- _STATED EXERCISE A_
Reproduce the passage on fingerprint spoof detection from "Upon completing the" to "the most-active regions.".
- _STATED EXERCISE B_
Continue the passage on fingerprint spoof detection beyond its final sentence.

- _SUPPLIED TEXT_
- - -

The proposed method utilizes tensors of shape $1\times 26\times 26$ with all values being equal to $+1$ for live and $-1$ for spoof fingerprints as the ground truth for the network. We obtain the ground-truth tensors while sampling images form the dataset. Upon sampling images from the dataset, we first gather all live samples corresponding to a specific sensor. For each of these live samples, a $1\times 26\times 26$ tensor filled with $+1$ values is generated and paired with the sample. Similarly, for each spoof sample, we generate a corresponding tensor filled with $-1$ and pair it with the sample. Once the ground-truth tensors are prepared for both live and spoof samples, we apply a series of data processing steps as outlined in Section 4.2. After the processing of samples, the output for each fingerprint sample includes the processed image, its corresponding ground-truth tensor, and the size of the detected fingerprint. The size of the fingerprint is later used to add noise at the exact position of the fingerprint.

The Mean Square Error is employed as the loss function, and Stochastic Gradient Descent is the optimization procedure. The optimization procedure seeks to minimize the difference at each position of the $1\times 26\times 26$ map. This setup enables the network to learn to label the input image pixel-wise as live or spoof. Notably, the zero-background present in both live and spoof images is automatically trained to be associated with the neutral zero value in the response map.

4.4. Training Parameters

To ensure reasonable variance for the network, we employ Xavier initialization [48] to initialize the weights of the network before starting the training. A batch size of two and a learning rate of $0.01$ are used for training the base Spoof Detection network. Training is conducted separately for each data module; the network is exposed to approximately 1000 positive-labeled images (i.e., live fingerprint images) and about 1000 to 1500 negative-labeled images (i.e., spoof fingerprint images) from the LivDet 2015 and LivDet 2017 datasets [7,10]. The network is then trained for around 512 epochs on the LivDet 2015 dataset and for 1000 epochs on the LivDet 2017 dataset, which took approximately one day for all the scanners.

4.5. Training Ensemble Members

Upon completing the training of the Spoof Detection CNN, referred to as the “Pretrained CNN” in Figure 3, we employ the network to extract an activation map for a given input image. We apply the aforementioned pre-processing and data augmentation steps to prepare an input of size $1\times 512\times 512$, and we subsequently feed the input into the base network to generate a response map of size $1\times 26\times 26$. The activation map is generated from the last “ReLU” operation of the Spoof Detection network by performing a backward pass on the generated response map, as defined in Section 3. We then employ a threshold on the activation map to identify the most-active regions.

- - -

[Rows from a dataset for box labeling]
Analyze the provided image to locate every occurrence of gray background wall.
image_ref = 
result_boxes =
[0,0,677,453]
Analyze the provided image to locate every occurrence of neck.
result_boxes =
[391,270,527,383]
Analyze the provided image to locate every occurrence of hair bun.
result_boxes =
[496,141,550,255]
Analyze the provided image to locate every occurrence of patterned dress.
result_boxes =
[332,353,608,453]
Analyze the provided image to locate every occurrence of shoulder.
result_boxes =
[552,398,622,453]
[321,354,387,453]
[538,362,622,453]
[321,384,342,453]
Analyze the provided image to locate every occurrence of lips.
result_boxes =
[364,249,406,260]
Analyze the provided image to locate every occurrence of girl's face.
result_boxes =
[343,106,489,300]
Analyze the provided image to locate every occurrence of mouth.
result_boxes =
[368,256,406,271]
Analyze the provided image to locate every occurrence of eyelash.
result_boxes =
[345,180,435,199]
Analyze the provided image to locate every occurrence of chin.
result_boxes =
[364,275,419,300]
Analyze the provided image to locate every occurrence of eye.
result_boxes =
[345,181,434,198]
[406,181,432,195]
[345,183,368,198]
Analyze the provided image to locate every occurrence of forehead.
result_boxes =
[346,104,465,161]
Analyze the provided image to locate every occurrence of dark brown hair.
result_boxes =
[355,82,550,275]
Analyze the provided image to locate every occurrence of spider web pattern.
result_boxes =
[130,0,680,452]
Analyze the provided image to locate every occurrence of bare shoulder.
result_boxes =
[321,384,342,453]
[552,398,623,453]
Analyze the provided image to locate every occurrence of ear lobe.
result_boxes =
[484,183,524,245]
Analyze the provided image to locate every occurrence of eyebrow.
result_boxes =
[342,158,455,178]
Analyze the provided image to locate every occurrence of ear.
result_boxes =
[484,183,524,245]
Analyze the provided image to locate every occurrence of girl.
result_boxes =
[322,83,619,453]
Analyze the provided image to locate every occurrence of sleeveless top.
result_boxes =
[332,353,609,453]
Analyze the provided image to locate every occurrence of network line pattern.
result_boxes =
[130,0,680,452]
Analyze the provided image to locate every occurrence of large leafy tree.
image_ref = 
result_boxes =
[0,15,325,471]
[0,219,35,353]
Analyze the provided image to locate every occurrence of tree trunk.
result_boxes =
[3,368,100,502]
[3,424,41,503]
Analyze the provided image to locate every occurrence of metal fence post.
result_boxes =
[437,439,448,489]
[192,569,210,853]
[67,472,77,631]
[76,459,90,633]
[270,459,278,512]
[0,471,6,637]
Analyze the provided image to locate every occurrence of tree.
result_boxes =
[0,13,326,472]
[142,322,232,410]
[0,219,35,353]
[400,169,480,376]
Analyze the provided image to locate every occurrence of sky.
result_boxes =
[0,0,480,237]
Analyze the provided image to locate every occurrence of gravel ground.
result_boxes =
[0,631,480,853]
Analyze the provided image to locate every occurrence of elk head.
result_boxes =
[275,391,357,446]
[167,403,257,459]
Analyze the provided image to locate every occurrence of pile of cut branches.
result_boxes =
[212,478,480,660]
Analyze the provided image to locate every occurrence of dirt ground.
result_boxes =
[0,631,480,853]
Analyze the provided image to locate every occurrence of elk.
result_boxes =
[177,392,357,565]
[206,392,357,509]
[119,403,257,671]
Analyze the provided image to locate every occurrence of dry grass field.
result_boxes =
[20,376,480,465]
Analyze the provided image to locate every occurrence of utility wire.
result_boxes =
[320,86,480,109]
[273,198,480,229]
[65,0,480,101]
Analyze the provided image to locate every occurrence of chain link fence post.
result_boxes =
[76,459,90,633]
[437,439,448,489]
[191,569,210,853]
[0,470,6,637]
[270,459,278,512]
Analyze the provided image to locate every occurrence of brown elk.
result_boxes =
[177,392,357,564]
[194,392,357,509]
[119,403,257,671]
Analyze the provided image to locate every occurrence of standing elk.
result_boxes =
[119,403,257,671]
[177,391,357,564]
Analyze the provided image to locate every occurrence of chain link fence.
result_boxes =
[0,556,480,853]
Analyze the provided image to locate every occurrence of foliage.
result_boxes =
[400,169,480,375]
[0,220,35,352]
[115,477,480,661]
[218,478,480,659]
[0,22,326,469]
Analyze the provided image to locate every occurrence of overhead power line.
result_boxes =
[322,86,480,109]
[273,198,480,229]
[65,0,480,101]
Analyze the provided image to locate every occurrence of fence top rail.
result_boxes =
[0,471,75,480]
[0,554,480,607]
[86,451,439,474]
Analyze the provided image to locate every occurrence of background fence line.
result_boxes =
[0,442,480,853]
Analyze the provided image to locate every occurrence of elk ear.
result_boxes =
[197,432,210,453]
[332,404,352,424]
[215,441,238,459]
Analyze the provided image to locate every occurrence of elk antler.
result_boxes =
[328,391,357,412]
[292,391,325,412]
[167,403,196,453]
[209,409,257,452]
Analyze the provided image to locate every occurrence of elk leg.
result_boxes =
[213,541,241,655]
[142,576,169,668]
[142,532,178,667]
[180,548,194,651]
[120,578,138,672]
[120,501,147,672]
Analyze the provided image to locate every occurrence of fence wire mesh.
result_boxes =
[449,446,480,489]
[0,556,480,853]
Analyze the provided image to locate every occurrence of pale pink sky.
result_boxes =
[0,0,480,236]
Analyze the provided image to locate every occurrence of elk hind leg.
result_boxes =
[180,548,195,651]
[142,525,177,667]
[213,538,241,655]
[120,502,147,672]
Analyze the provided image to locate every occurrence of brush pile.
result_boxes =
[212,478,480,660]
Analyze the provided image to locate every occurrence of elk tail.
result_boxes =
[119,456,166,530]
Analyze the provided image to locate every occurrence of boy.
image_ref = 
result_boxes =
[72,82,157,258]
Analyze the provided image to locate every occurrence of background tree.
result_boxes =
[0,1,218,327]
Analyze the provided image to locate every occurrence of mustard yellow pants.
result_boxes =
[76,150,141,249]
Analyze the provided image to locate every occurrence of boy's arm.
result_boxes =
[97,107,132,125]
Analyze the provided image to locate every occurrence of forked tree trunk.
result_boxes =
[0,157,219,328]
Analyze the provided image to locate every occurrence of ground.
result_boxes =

- - -

- _FINAL ANSWER A_
Upon completing the training of the Spoof Detection CNN, referred to as the “Pretrained CNN” in Figure 3, we employ the network to extract an activation map for a given input image. We apply the aforementioned pre-processing and data augmentation steps to prepare an input of size $1\times 512\times 512$, and we subsequently feed the input into the base network to generate a response map of size $1\times 26\times 26$. The activation map is generated from the last “ReLU” operation of the Spoof Detection network by performing a backward pass on the generated response map, as defined in Section 3. We then employ a threshold on the activation map to identify the most-active regions.

- _FINAL ANSWER B_
The analysis presented in Figure 7 provides insightful observations regarding the impact of threshold settings on the processing of fingerprint images in our study. Specifically, it highlights that when lower threshold values are employed, a substantial portion of the input fingerprint image becomes obscured. This obscuration leads to the loss of essential features, which are vital for the accurate identification of live and spoof fingerprints. In light of the ablation study presented in Section 5.6, we set the optimal threshold value as $t=0.9$ to achieve the results presented in this study for all the sensors.

Following this, we resize the activation map using bilinear interpolation to match the given size of the input fingerprint, and we compare the input image with the activation map. We replace the pixel values with random noise where the activation map has positive values, resulting in a fingerprint image that contains noise in specific areas. This modified image is then used as the input to our second network, which we aim to train for ensembling. An example of the modified input image is shown in Figure 8. This forces the network to allocate its focus to regions outside of the initial active regions of the input image, leading to perturbation of the network’s activation.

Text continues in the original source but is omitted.